_EXERCISE GOAL_
The listing below is to be reproduced in full, character for character.

»»

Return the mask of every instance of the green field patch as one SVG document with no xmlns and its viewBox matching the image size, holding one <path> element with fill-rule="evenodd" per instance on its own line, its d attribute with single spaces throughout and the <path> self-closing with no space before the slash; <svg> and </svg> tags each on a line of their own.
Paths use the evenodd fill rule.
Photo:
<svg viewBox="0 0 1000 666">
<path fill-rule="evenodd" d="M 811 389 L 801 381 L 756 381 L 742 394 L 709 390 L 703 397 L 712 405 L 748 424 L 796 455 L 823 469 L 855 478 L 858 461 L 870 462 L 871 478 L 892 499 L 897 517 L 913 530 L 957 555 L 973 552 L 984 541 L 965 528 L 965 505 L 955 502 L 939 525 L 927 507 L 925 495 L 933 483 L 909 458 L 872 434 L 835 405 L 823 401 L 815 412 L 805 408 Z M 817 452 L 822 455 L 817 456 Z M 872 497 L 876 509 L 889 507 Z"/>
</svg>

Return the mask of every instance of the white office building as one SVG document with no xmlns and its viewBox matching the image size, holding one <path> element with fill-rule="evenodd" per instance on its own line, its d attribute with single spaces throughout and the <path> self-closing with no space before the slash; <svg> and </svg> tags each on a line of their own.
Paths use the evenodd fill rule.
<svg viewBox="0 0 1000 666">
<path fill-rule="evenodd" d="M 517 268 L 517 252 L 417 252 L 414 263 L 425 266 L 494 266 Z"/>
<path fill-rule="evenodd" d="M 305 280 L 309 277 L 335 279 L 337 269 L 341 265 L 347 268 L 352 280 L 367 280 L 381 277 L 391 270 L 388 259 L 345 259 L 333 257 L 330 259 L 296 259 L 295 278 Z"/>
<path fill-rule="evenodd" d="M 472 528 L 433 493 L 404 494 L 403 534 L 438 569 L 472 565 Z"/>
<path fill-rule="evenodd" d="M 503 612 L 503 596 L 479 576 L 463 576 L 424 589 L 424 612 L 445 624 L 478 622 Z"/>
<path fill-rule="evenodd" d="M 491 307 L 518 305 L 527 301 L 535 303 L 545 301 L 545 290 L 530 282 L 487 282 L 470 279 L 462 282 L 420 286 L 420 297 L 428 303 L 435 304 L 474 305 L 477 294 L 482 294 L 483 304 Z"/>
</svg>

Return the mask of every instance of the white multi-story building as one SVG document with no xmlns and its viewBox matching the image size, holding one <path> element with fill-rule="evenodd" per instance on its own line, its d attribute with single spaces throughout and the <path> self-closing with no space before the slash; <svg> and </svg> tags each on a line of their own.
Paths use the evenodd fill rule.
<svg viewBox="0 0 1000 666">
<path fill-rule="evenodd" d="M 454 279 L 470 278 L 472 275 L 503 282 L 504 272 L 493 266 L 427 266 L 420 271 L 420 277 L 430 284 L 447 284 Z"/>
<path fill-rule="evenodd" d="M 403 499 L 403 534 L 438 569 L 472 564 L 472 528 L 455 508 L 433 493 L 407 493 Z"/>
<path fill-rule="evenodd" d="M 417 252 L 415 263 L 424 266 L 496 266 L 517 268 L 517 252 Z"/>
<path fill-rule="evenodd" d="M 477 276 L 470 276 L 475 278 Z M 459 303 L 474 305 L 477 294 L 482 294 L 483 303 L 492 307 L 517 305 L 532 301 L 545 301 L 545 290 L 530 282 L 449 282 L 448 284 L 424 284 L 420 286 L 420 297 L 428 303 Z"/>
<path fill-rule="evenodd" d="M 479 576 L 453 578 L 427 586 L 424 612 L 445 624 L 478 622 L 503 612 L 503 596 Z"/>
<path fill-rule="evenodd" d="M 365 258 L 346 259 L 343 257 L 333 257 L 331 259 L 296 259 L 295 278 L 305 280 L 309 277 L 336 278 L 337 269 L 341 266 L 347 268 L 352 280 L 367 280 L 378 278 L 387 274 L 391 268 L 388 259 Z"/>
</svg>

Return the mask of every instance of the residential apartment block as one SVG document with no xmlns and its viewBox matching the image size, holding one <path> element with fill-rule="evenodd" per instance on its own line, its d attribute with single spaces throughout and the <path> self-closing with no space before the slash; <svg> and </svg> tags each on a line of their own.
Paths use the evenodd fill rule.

««

_ANSWER SECTION_
Return the mask of every instance of the green field patch as one SVG document with no xmlns and its viewBox matching the image size, holding one <path> element with fill-rule="evenodd" per instance on its own line, its d attribute with single spaces throughout and the <path> self-closing with no space before the slash; <svg> and </svg> tags each on a line of their own.
Paths use the evenodd fill rule.
Photo:
<svg viewBox="0 0 1000 666">
<path fill-rule="evenodd" d="M 811 389 L 801 381 L 756 381 L 742 394 L 709 390 L 703 397 L 712 405 L 748 424 L 796 455 L 823 469 L 855 478 L 858 461 L 870 462 L 871 478 L 892 499 L 897 517 L 913 530 L 957 555 L 973 552 L 984 541 L 965 528 L 965 505 L 955 502 L 939 525 L 927 507 L 925 495 L 933 483 L 909 458 L 872 434 L 835 405 L 823 401 L 815 412 L 805 408 Z M 817 452 L 822 455 L 817 456 Z M 872 497 L 876 509 L 889 507 Z"/>
</svg>

Return the mask of every instance of the white office building as one SVG document with no xmlns and its viewBox matching the image size, holding one <path> element with fill-rule="evenodd" per instance on its own line, its d attribute with single spaces throughout and the <path> self-closing with no space before the slash; <svg> and </svg> tags each on a line of their own.
Paths use the evenodd fill rule.
<svg viewBox="0 0 1000 666">
<path fill-rule="evenodd" d="M 517 268 L 517 252 L 417 252 L 414 263 L 425 266 L 494 266 Z"/>
<path fill-rule="evenodd" d="M 305 280 L 309 277 L 335 279 L 337 269 L 341 265 L 347 268 L 352 280 L 367 280 L 381 277 L 391 270 L 388 259 L 345 259 L 333 257 L 330 259 L 296 259 L 295 278 Z"/>
<path fill-rule="evenodd" d="M 472 528 L 433 493 L 404 494 L 403 534 L 438 569 L 472 565 Z"/>
<path fill-rule="evenodd" d="M 503 612 L 503 596 L 479 576 L 463 576 L 424 589 L 424 612 L 445 624 L 478 622 Z"/>
<path fill-rule="evenodd" d="M 491 307 L 518 305 L 527 301 L 535 303 L 545 301 L 545 290 L 530 282 L 487 282 L 470 279 L 462 282 L 420 286 L 420 297 L 428 303 L 435 304 L 474 305 L 477 294 L 482 294 L 483 304 Z"/>
</svg>

Return the mask of every instance of the white multi-story building as one SVG document with no xmlns and its viewBox matching the image size, holding one <path> element with fill-rule="evenodd" per instance on its own line, its d attribute with single spaces throughout and the <path> self-closing with no space before the slash; <svg> and </svg> tags each on a line of their own.
Paths use the evenodd fill rule.
<svg viewBox="0 0 1000 666">
<path fill-rule="evenodd" d="M 454 279 L 470 278 L 472 275 L 503 282 L 504 272 L 493 266 L 427 266 L 420 271 L 420 277 L 430 284 L 447 284 Z"/>
<path fill-rule="evenodd" d="M 403 499 L 403 534 L 438 569 L 472 564 L 472 528 L 455 508 L 433 493 L 407 493 Z"/>
<path fill-rule="evenodd" d="M 417 252 L 415 263 L 424 266 L 496 266 L 517 268 L 517 252 Z"/>
<path fill-rule="evenodd" d="M 477 276 L 470 276 L 475 278 Z M 459 303 L 474 305 L 477 294 L 482 294 L 483 303 L 492 307 L 517 305 L 532 301 L 545 301 L 545 290 L 530 282 L 449 282 L 448 284 L 424 284 L 420 286 L 420 297 L 428 303 Z"/>
<path fill-rule="evenodd" d="M 479 576 L 453 578 L 427 586 L 424 612 L 445 624 L 478 622 L 503 612 L 503 596 Z"/>
<path fill-rule="evenodd" d="M 365 258 L 346 259 L 343 257 L 333 257 L 331 259 L 296 259 L 295 278 L 305 280 L 309 277 L 336 278 L 337 269 L 341 266 L 347 268 L 352 280 L 367 280 L 378 278 L 387 274 L 391 268 L 388 259 Z"/>
</svg>

Return the mask of every instance of the residential apartment block as one SVG document with no xmlns and its viewBox matching the image size, holding one <path> element with fill-rule="evenodd" per instance on its own line, its d attribute with single spaces throughout and the <path> self-closing with no space before the slash; <svg> and </svg> tags each on a line of their own.
Paths use the evenodd fill rule.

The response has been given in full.